= CONSIGNE =
Quelles années le texte sur la discrimination raciale cite-t-il ? Donnez-les dans leur ordre d'apparition.

= TEXTE FOURNI =
21 mars : journée internationale pour l’élimination de la discrimination raciale

21 mars : journée internationale pour l’élimination de la discrimination raciale

La Journée internationale pour
l’élimination de la discrimination raciale est
célébrée chaque année le 21 mars, pour
commémorer ce jour de 1960 où, à Sharpeville
(Afrique du Sud), la police a ouvert le feu et tué 69 personnes
lors d’une manifestation pacifique contre les lois relatives aux
laissez-passer imposées par l’apartheid (ONU, New York, 17
mars 2004).

Compromise avec le nazisme, la Suisse officielle a été
profondément raciste (antisémite). Elle l’est
restée. En 1989, le régime d’apartheid, auquel la
Suisse officielle n’avait pas ménagé son appui,
s’effondrait en Afrique du Sud. S’apprêtant à
prendre le virage, la Suisse se propose alors d’adhérer
à la Convention internationale de l’ONU sur
l’élimination de toutes les formes de discrimination
raciale.

Le tour de passe-passe de la Suisse

En septembre 1994, elle fera d’une pierre trois coups avec
l’adoption d’une soi-disant « loi contre le
racisme ». Fermant l’accès de la Suisse
« aux ressortissants des pays qui n’ont pas les
idées européennes (au sens large) », elle se
donnera les moyens d’imposer une politique d’immigration
conforme aux nouveaux intérêts des milieux dominants
occidentaux. Limitant son engagement contre le racisme à une
norme pénale, elle protègera son racisme d’Etat.

= DONNÉES FOURNIES =
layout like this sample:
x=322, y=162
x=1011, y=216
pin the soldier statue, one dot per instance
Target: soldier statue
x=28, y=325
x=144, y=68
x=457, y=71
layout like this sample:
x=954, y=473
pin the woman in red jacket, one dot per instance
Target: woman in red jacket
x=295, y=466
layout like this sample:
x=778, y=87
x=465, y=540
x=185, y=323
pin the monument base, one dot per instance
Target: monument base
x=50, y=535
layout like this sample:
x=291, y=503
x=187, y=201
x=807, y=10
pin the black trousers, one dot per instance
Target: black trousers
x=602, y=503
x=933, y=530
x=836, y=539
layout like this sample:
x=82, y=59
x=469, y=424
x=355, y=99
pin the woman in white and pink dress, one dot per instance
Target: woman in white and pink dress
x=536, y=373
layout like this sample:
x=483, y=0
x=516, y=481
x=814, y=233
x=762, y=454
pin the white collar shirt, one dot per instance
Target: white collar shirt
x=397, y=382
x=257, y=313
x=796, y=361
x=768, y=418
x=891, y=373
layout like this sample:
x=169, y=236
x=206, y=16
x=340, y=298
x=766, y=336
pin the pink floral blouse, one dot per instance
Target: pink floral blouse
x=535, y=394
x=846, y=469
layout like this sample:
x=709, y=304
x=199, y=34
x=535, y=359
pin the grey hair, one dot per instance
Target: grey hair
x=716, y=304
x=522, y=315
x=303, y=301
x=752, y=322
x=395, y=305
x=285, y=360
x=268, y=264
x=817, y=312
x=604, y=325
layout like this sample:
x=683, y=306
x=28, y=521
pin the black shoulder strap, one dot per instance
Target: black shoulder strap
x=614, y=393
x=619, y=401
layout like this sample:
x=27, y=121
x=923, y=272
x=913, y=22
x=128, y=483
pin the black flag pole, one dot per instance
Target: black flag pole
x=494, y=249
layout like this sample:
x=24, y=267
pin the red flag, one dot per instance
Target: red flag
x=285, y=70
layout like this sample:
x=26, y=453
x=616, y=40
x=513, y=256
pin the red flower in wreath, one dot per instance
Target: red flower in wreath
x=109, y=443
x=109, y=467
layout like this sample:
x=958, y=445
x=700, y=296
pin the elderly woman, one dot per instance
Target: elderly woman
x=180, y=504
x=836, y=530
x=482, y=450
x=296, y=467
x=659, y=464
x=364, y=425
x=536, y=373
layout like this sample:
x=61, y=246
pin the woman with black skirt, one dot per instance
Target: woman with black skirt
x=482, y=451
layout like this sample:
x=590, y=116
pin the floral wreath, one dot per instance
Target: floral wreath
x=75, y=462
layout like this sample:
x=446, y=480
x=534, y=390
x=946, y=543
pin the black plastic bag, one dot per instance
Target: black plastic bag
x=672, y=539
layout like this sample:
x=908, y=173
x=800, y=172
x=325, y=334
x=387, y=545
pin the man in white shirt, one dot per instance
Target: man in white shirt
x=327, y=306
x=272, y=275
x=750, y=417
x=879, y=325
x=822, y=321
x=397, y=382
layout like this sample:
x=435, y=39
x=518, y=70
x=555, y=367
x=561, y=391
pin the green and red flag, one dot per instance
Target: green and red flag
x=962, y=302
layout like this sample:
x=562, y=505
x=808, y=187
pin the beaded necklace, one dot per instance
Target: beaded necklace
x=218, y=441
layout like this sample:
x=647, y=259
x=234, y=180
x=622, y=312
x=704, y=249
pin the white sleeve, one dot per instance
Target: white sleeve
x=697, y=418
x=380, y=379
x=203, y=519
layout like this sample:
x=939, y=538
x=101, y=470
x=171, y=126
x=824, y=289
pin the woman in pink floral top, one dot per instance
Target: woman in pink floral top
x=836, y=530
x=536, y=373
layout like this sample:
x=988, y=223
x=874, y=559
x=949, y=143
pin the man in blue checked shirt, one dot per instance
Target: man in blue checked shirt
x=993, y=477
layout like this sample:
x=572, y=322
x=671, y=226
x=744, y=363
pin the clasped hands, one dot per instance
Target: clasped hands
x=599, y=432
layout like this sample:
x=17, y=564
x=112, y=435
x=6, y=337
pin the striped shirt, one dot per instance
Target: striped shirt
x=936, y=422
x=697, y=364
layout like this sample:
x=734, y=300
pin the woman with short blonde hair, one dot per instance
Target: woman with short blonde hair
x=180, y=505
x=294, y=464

= RÉPONSE =
1960, 2004, 1989, 1994